● Aim
Copy the records below exactly as they are written.

[Entries from a pointing dataset]
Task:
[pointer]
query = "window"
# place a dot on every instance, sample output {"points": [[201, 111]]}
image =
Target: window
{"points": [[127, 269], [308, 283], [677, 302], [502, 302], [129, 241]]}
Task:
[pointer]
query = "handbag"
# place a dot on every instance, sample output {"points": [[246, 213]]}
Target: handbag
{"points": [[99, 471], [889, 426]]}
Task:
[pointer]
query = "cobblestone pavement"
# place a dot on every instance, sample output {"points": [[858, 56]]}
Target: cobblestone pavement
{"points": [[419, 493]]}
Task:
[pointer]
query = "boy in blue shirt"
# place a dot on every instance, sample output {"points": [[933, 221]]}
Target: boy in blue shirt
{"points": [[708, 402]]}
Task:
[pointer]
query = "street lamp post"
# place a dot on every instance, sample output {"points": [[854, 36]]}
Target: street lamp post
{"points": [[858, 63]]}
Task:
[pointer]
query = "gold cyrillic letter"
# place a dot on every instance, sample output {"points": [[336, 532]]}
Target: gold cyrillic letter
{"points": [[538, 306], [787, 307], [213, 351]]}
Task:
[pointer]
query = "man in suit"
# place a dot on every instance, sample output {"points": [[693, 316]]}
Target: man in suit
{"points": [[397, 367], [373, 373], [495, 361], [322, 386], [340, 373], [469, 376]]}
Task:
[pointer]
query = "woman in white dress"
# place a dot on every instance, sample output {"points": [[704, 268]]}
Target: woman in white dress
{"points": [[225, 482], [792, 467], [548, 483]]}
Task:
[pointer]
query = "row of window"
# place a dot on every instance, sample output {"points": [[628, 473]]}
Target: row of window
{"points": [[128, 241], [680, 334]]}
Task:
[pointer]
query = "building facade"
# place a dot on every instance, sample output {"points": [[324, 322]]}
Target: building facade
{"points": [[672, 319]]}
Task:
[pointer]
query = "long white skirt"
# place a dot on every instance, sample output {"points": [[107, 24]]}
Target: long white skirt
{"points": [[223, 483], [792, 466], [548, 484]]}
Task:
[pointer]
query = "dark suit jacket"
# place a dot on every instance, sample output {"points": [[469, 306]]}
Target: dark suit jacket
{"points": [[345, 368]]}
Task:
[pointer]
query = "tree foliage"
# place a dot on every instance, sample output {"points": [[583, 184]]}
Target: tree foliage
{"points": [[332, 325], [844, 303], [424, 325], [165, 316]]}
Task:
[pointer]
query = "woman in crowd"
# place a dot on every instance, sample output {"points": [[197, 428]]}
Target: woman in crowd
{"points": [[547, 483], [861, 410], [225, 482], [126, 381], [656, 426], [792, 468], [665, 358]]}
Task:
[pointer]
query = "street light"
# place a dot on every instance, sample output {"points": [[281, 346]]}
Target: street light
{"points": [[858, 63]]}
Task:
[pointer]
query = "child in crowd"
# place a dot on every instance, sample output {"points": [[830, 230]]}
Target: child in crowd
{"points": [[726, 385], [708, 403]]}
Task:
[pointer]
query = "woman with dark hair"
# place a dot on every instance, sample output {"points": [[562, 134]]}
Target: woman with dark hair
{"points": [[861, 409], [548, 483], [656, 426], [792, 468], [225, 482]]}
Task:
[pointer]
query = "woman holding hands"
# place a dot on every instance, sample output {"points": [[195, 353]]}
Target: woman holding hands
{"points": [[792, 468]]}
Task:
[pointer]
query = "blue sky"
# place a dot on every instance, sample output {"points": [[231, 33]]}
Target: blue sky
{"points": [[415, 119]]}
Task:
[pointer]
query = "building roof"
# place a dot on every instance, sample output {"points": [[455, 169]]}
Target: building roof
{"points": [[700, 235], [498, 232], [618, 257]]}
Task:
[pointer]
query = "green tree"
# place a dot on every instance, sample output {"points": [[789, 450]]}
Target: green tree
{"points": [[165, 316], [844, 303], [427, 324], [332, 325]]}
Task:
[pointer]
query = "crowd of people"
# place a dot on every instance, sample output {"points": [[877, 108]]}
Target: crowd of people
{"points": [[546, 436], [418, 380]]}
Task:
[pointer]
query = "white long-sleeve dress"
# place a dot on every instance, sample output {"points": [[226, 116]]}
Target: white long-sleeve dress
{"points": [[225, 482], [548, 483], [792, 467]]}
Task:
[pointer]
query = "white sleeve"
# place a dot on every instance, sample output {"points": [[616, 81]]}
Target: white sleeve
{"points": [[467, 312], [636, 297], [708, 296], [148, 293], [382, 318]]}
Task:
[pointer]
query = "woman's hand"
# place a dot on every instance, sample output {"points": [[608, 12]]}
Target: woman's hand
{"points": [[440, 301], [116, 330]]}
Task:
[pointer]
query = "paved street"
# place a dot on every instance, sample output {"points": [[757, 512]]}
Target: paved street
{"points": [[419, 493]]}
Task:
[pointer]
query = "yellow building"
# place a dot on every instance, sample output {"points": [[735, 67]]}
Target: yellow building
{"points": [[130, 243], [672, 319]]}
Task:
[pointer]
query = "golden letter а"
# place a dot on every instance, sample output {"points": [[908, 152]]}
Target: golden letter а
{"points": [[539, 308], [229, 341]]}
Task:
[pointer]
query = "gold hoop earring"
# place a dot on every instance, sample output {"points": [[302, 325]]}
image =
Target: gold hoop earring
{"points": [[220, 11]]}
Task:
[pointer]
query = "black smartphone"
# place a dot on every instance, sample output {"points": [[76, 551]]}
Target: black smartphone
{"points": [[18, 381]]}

● Answer in full
Task:
[pointer]
query = "window"
# place a dot on every instance, sample output {"points": [[201, 111]]}
image =
Target: window
{"points": [[127, 269], [308, 283], [677, 302], [502, 302], [129, 241]]}
Task:
[pointer]
query = "handbag"
# place a dot on every instance, sample output {"points": [[246, 213]]}
Target: handbag
{"points": [[99, 471], [889, 426]]}
Task:
[pointer]
query = "cobblestone pavement"
# place a dot on every instance, sample output {"points": [[858, 56]]}
Target: cobblestone pavement
{"points": [[419, 493]]}
Task:
[pointer]
query = "boy in blue shirt"
# place a dot on every instance, sample output {"points": [[933, 221]]}
Target: boy in blue shirt
{"points": [[708, 402]]}
Task:
[pointer]
query = "street lamp post"
# place a dot on every instance, sample output {"points": [[854, 36]]}
Target: street lamp post
{"points": [[858, 63]]}
Task:
[pointer]
query = "gold cyrillic letter"
# place a dot on every instance, sample output {"points": [[336, 532]]}
Target: gold cyrillic letter
{"points": [[538, 306], [787, 307], [213, 351]]}
Task:
[pointer]
query = "man in suit"
# place a dot on every instance, sample output {"points": [[693, 316]]}
Target: man in suit
{"points": [[397, 367], [373, 373], [495, 361], [322, 386], [340, 373], [469, 376]]}
Task:
[pointer]
query = "woman in white dress"
# place a dot on every instance, sample output {"points": [[704, 268]]}
Target: woman in white dress
{"points": [[225, 482], [792, 467], [548, 483]]}
Task:
[pointer]
query = "row of window"
# place a dot on every instance, sample output {"points": [[628, 473]]}
Target: row of window
{"points": [[128, 241], [680, 334]]}
Task:
[pointer]
query = "building facade"
# place a dot on every instance, sample output {"points": [[324, 322]]}
Target: building facade
{"points": [[672, 319]]}
Task:
[pointer]
query = "long white skirt"
# place a dot on every instance, sample output {"points": [[107, 24]]}
Target: long white skirt
{"points": [[223, 483], [792, 466], [548, 484]]}
Task:
[pointer]
query = "dark suit jacket"
# place a dot on every instance, sample output {"points": [[469, 306]]}
Target: dark suit jacket
{"points": [[345, 368]]}
Task:
[pointer]
query = "tree foliage"
# place a dot on every instance, sample output {"points": [[583, 184]]}
Target: tree foliage
{"points": [[332, 325], [844, 303], [424, 325], [165, 316]]}
Task:
[pointer]
query = "woman in crowd"
# place a dot on every instance, sample output {"points": [[197, 428]]}
Target: woman in crowd
{"points": [[547, 483], [861, 410], [225, 482], [126, 381], [656, 426], [792, 468], [665, 358]]}
Task:
[pointer]
query = "street light"
# place a dot on every instance, sample output {"points": [[281, 346]]}
Target: street light
{"points": [[858, 63]]}
Task:
[pointer]
query = "child in crowd"
# place a dot on every instance, sample output {"points": [[830, 230]]}
Target: child in crowd
{"points": [[726, 385], [708, 403]]}
Task:
[pointer]
query = "woman with dark hair"
# place a dot on every instance, sample output {"points": [[562, 134]]}
Target: woman with dark hair
{"points": [[861, 409], [548, 483], [656, 426], [792, 468], [225, 482]]}
Task:
[pointer]
query = "woman holding hands"
# place a dot on every instance, sample output {"points": [[195, 353]]}
Target: woman holding hands
{"points": [[792, 468]]}
Task:
[pointer]
query = "blue sky"
# place a dot on every instance, sample output {"points": [[231, 33]]}
Target: blue sky
{"points": [[415, 119]]}
Task:
[pointer]
query = "building roof"
# place a dot on every instance, sample output {"points": [[455, 169]]}
Target: building roof
{"points": [[700, 235], [498, 232], [618, 257]]}
Task:
[pointer]
query = "green tree"
# place a dot on every instance, sample output {"points": [[789, 450]]}
Target: green tree
{"points": [[165, 316], [844, 303], [427, 324], [332, 325]]}
Task:
[pointer]
query = "crowd of people"
# place a dot on every instance, sample output {"points": [[877, 108]]}
Target: crowd of people
{"points": [[546, 436], [418, 380]]}
Task:
[pointer]
query = "white long-sleeve dress"
# place a dot on every instance, sample output {"points": [[226, 116]]}
Target: white long-sleeve dress
{"points": [[225, 482], [548, 483], [792, 467]]}
Task:
[pointer]
query = "white sleeve"
# place a dot on every instance, sample output {"points": [[616, 81]]}
Target: white sleeve
{"points": [[467, 312], [636, 297], [708, 296], [148, 293], [382, 318]]}
Task:
[pointer]
query = "woman's hand"
# place a dot on every instance, sample output {"points": [[608, 12]]}
Target: woman's hand
{"points": [[440, 301], [116, 330]]}
Task:
[pointer]
query = "paved street"
# place a dot on every instance, sample output {"points": [[757, 512]]}
Target: paved street
{"points": [[419, 493]]}
Task:
[pointer]
query = "yellow building"
# place a dot on every instance, sample output {"points": [[735, 67]]}
Target: yellow building
{"points": [[130, 243], [672, 319]]}
Task:
[pointer]
query = "golden letter а"
# place a dot on every instance, sample output {"points": [[908, 152]]}
Target: golden letter а
{"points": [[539, 308], [229, 341]]}
Task:
[pointer]
query = "gold hoop earring"
# place a dot on every instance, sample output {"points": [[302, 325]]}
image =
Target: gold hoop earring
{"points": [[220, 11]]}
Task:
[pointer]
query = "black smartphone"
# place a dot on every instance, sample output {"points": [[76, 551]]}
Target: black smartphone
{"points": [[18, 381]]}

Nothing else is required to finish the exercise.